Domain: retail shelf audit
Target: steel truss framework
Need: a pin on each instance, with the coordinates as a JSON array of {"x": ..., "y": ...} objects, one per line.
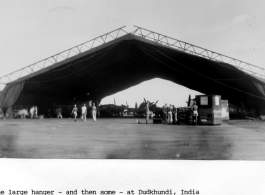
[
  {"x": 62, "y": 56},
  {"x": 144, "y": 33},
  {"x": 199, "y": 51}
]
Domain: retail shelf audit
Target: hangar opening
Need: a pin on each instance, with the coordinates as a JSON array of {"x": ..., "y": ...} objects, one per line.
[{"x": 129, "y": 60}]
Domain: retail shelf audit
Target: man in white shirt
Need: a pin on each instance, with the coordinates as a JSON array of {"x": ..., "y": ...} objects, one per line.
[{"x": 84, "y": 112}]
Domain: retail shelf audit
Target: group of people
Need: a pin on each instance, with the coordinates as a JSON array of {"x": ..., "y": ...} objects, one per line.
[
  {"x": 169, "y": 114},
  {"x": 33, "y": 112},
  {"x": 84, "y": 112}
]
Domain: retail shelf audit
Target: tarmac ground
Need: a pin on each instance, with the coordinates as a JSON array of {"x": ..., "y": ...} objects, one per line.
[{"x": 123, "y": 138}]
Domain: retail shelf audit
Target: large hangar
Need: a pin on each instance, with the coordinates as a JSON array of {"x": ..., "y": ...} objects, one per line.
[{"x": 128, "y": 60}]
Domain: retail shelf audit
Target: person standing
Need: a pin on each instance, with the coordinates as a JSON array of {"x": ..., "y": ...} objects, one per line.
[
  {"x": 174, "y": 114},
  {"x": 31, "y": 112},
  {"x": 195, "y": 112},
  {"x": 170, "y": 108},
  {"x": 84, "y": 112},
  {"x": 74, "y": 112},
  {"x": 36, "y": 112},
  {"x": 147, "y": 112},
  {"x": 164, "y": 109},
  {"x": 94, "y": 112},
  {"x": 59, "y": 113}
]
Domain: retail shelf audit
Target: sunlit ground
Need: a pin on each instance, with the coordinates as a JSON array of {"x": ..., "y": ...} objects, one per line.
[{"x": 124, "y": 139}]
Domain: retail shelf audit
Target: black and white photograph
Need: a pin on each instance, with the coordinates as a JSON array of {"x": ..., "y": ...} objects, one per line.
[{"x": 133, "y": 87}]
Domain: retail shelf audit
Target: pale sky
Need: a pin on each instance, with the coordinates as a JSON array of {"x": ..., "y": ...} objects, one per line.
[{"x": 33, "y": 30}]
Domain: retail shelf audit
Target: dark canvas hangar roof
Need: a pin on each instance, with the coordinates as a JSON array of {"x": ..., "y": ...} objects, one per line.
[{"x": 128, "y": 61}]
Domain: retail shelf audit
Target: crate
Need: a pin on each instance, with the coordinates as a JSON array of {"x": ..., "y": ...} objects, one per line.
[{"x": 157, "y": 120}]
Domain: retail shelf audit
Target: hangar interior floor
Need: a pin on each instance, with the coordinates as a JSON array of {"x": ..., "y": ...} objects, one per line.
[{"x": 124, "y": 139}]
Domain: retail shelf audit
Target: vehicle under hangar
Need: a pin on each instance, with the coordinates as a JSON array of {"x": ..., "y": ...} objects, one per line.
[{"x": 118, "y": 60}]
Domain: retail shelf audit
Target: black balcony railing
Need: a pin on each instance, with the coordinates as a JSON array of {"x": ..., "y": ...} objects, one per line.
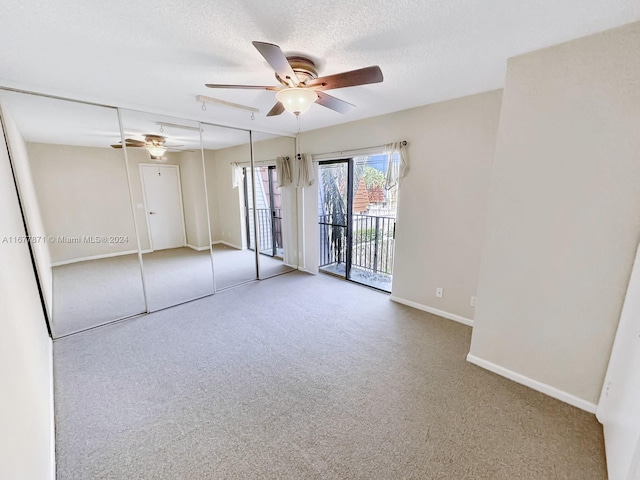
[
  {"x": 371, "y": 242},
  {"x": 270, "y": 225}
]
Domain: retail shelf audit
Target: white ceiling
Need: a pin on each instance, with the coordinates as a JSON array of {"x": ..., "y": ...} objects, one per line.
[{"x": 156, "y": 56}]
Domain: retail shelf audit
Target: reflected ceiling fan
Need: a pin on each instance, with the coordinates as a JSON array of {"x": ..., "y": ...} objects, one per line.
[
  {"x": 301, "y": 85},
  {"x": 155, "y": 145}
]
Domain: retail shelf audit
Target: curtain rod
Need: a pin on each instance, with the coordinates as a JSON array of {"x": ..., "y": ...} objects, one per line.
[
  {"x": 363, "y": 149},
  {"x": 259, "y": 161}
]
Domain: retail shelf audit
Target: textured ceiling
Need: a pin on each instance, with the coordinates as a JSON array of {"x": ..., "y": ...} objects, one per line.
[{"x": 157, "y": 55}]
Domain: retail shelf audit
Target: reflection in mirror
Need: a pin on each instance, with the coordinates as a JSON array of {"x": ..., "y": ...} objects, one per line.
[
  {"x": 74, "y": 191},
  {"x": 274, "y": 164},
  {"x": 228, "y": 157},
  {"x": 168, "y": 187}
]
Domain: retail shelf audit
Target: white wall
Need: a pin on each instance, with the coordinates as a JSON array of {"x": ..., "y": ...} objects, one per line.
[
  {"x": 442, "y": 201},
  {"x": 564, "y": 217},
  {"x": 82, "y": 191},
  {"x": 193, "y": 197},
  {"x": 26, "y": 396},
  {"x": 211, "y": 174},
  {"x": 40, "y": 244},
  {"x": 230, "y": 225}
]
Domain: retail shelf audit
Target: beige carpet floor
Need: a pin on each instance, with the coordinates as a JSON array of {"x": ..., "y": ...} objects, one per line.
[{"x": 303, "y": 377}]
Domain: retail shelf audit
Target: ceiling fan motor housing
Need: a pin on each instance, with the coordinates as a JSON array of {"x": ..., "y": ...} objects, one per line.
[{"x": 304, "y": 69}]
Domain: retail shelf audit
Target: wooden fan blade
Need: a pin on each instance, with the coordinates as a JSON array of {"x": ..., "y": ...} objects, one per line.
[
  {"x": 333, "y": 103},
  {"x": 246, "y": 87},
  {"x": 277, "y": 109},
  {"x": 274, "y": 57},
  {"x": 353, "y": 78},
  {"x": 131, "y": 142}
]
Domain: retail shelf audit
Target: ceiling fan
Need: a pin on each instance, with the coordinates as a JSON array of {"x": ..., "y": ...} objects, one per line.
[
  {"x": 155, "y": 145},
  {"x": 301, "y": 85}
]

**PROBLEM DETAILS:** Drop the images and repeat the data exactly.

**FINISHED EXERCISE:**
Domain: retail shelf audit
Target: steel truss framework
Need: a pin on each instance, with the coordinates as a JSON array of {"x": ..., "y": ...} objects, one per line.
[
  {"x": 62, "y": 56},
  {"x": 144, "y": 33},
  {"x": 199, "y": 51}
]
Domain: retail shelf audit
Target: hangar opening
Need: a pin on each instance, with the coordinates as a JSON array of {"x": ..., "y": ...} objects, one per line.
[{"x": 129, "y": 60}]
Domain: retail shelf audit
Target: man in white shirt
Need: a pin on each instance, with the coordinates as a JSON array of {"x": ..., "y": ...} objects, one per line.
[{"x": 84, "y": 112}]
Domain: retail shelf audit
Target: group of people
Need: a pin on each instance, with the coordinates as a JSON array of {"x": ..., "y": ...} objects, one per line.
[
  {"x": 169, "y": 114},
  {"x": 33, "y": 112},
  {"x": 84, "y": 112}
]
Domain: retail shelf audit
Target: tarmac ground
Need: a pin on each instance, with the coordinates as a JSON array of {"x": ..., "y": ...} objects, one per line.
[{"x": 123, "y": 138}]
Domain: retail shelf audit
Target: large hangar
Need: a pin on each instance, with the coordinates as a JSON array of {"x": ..., "y": ...} objects, one per line.
[{"x": 128, "y": 60}]
Domain: retail shelf audit
Target: person standing
Need: a pin on each instance, with the coordinates as a JSON array of {"x": ..., "y": ...} objects, one per line.
[
  {"x": 174, "y": 114},
  {"x": 31, "y": 112},
  {"x": 195, "y": 112},
  {"x": 170, "y": 108},
  {"x": 84, "y": 112},
  {"x": 74, "y": 112},
  {"x": 36, "y": 112},
  {"x": 147, "y": 112},
  {"x": 164, "y": 109},
  {"x": 94, "y": 112},
  {"x": 59, "y": 113}
]
Domain: retail shelf audit
Target: sunlit ground
Need: a pin on each instance, with the coordinates as a JSON array of {"x": ..., "y": ...} objects, one per line.
[{"x": 124, "y": 139}]
Domain: retail shelf audit
Target: black and white photograph
Need: a pin on each instance, with the coordinates as a JSON array of {"x": ..., "y": ...} objects, one per line.
[{"x": 133, "y": 87}]
Domain: retail shelf audit
Target: pale sky
Need: a pin on each instance, with the coordinates as a JSON array of {"x": ..., "y": ...} objects, one per line.
[{"x": 33, "y": 30}]
Domain: retail shelf audit
Target: dark canvas hangar roof
Need: a pin on each instance, with the coordinates as a JSON array of {"x": ..., "y": ...} objects, one per line.
[{"x": 128, "y": 61}]
Domain: retail shelf audit
Target: crate
Need: a pin on each instance, with the coordinates as a JSON array of {"x": ..., "y": ...} objects, one per line.
[{"x": 157, "y": 120}]
Domain: retail shelf audit
Target: hangar interior floor
Need: a pin on each instance, with the coordinates as a JSON array of {"x": ..., "y": ...} objects, one per line.
[{"x": 124, "y": 139}]
Domain: retail shelf audit
Target: vehicle under hangar
Need: a pin on each instance, with the coordinates as a JSON array of {"x": ..., "y": ...} objects, one per line.
[{"x": 118, "y": 60}]
Domain: retail shelf audit
Target: black balcony railing
Need: a pin on each instance, with the coordinates as a JSON array of {"x": ..., "y": ...} objects, one per line.
[
  {"x": 371, "y": 242},
  {"x": 270, "y": 225}
]
Domain: retail shelf audit
Target: white ceiling
Need: a pin on each instance, with the coordinates as a JSON array of {"x": ..., "y": ...} objects, one per line.
[{"x": 156, "y": 56}]
Domain: retail shelf audit
Target: reflected ceiling fan
Need: a pin on each instance, with the coordinates as a JSON array of {"x": ..., "y": ...} objects, one per line.
[
  {"x": 301, "y": 85},
  {"x": 155, "y": 145}
]
Domain: retail shelf audit
Target: curtain rod
Need: a pin on each instance, with the coordinates as a JSON array of {"x": ..., "y": ...} objects, one per line.
[
  {"x": 363, "y": 149},
  {"x": 259, "y": 161}
]
Domain: retail shelf audit
Target: textured ceiling
Need: a pin on each instance, with the coordinates as a JSON array of {"x": ..., "y": ...} objects, one per line.
[{"x": 157, "y": 55}]
Domain: retail shelf audit
Target: reflection in mirror
Need: a pin on each instance, with the coordinates as a JSON array of {"x": ..., "y": ...} objects, one per line.
[
  {"x": 74, "y": 191},
  {"x": 274, "y": 164},
  {"x": 228, "y": 157},
  {"x": 168, "y": 187}
]
Domain: retail shelf audit
Target: white wall
Need: a pin on each instance, with the coordinates as a JSON array of {"x": ..., "y": ...} objects, one per line.
[
  {"x": 442, "y": 201},
  {"x": 564, "y": 217},
  {"x": 82, "y": 191},
  {"x": 193, "y": 197},
  {"x": 26, "y": 396},
  {"x": 211, "y": 174},
  {"x": 40, "y": 244},
  {"x": 230, "y": 225}
]
Domain: retail shelf audit
Target: beige carpet floor
Need: a pin on each instance, with the coordinates as a JSON array of {"x": ..., "y": ...} objects, one per line.
[{"x": 303, "y": 377}]
Domain: retail shelf audit
Target: ceiling fan motor housing
Need: a pin on each instance, with the coordinates as a JSON array of {"x": ..., "y": ...} objects, one per line.
[{"x": 304, "y": 69}]
Domain: retail shelf audit
Target: wooden fan blade
Need: a pin on each instance, with the coordinates as a JSON array of {"x": ..., "y": ...} objects, one per line.
[
  {"x": 333, "y": 103},
  {"x": 246, "y": 87},
  {"x": 277, "y": 109},
  {"x": 274, "y": 57},
  {"x": 353, "y": 78},
  {"x": 131, "y": 142}
]
Domain: retail shelf audit
Target: ceiling fan
Need: a pin on each instance, with the coordinates as a JSON array of {"x": ..., "y": ...} objects, one per line.
[
  {"x": 155, "y": 145},
  {"x": 301, "y": 85}
]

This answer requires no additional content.